◆ Aufgaben ◆
1. Erklären Sie anhand des Textauszugs in ein bis drei Sätzen, weshalb Bundeskanzlerin Merkel den französischen Staatspräsidenten Macron trifft.
2. Geben Sie aus dem Textauszug den Abschnitt von „Ich möchte Ihnen“ bis „Millionen anderen Menschen.“ wortgetreu wieder.

Türkei, Russland und Iran treffen sich zum Syrien-Gipfel, anschließend könnte die Großoffensive gegen die letzte Rebellenhochburg Idlib beginnen. Bundeskanzlerin Merkel trifft Frankreichs Staatspräsidenten Macron, um über Flüchtlingspolitik, den Brexit und die Reform der Eurozone zu sprechen. Der BER-Untersuchungsausschuss versucht, das Planungsdesaster um den Hauptstadtflughafen aufklären. Und Horst Seehofer sorgt wieder mal für die Mutter aller Schlagzeilen. Keine Frage: An Nachrichten herrscht heute kein Mangel.

Ich möchte Ihnen heute Morgen trotzdem ein anderes Thema nahebringen. Es liegt schon eine Weile zurück, ziemlich genau zehn Jahre, und viele Menschen sprechen darüber wie über eine längst im Nebel der Historie versunkene Erinnerung. Wenn sie überhaupt noch darüber sprechen. Dabei gibt es wenige Ereignisse, die unser Leben so stark beeinflusst haben wie dieses. Nicht nur unseres, auch das von Millionen anderen Menschen.

◆ Datenabschnitt ◆

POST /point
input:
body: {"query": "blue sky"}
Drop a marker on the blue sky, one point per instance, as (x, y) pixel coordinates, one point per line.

◆ Endgültige Antworten ◆
1. Merkel trifft Macron, um mit ihm über die Flüchtlingspolitik, den Brexit und die Reform der Eurozone zu sprechen.

2.
Ich möchte Ihnen heute Morgen trotzdem ein anderes Thema nahebringen. Es liegt schon eine Weile zurück, ziemlich genau zehn Jahre, und viele Menschen sprechen darüber wie über eine längst im Nebel der Historie versunkene Erinnerung. Wenn sie überhaupt noch darüber sprechen. Dabei gibt es wenige Ereignisse, die unser Leben so stark beeinflusst haben wie dieses. Nicht nur unseres, auch das von Millionen anderen Menschen.